PAGE EXCERPT:
**********

DURHAM -- The signs of normalcy were almost everywhere.

At the corner of East Franklin and Columbia streets, in Chapel Hill, a man in a red sweat shirt held out four Carolina men's basketball tickets in his right hand and kept shouting out, "Anybody need tickets? Anybody need tickets?"

At the Family Fare gas station on Garrett Road, Lamont Hillingsworth ran in for his usual pack of smokes. "I couldn't get out to buy them yesterday," Hillingsworth said. "But I'm here today."

The lines at the grocery in the South Square Target were long, but not with people filling up on bread and milk. "Just doing my usual shopping," Meryle Heafner said. "I always shop on Sundays."

After a winter storm socked the area, bringing with it six or so inches of snow and closing down the area for most of Saturday, life came stirring back Sunday.

Kids were still out, testing their sleds and skateboards and celebrating that, because of expected slick roads, there will be no school today.

At Forest Hills Park, Evan Grigoriadis was having a snowball fight with some friends. "I'm pretty good," he said. "I know how to make good snow balls."

**********

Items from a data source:
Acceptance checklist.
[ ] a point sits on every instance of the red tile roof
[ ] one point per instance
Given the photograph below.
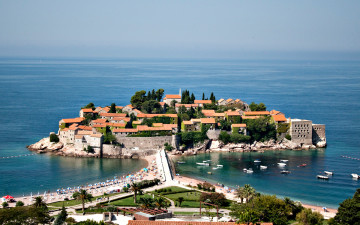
(279, 118)
(156, 115)
(173, 96)
(207, 120)
(73, 120)
(238, 125)
(203, 101)
(257, 113)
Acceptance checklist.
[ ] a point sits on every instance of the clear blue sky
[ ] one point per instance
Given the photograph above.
(186, 28)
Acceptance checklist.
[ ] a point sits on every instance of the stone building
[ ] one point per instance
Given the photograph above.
(301, 131)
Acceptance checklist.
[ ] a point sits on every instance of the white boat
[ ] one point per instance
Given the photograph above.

**********

ACTIVITY 1: In the news excerpt, where was Evan Grigoriadis having a snowball fight with some friends?
ACTIVITY 2: Reproduce the passage of the news excerpt that runs from "At the Family" up to and including "no school today.".

EXERCISE RESPONSE 1: At Forest Hills Park.

EXERCISE RESPONSE 2:
At the Family Fare gas station on Garrett Road, Lamont Hillingsworth ran in for his usual pack of smokes. "I couldn't get out to buy them yesterday," Hillingsworth said. "But I'm here today."

The lines at the grocery in the South Square Target were long, but not with people filling up on bread and milk. "Just doing my usual shopping," Meryle Heafner said. "I always shop on Sundays."

After a winter storm socked the area, bringing with it six or so inches of snow and closing down the area for most of Saturday, life came stirring back Sunday.

Kids were still out, testing their sleds and skateboards and celebrating that, because of expected slick roads, there will be no school today.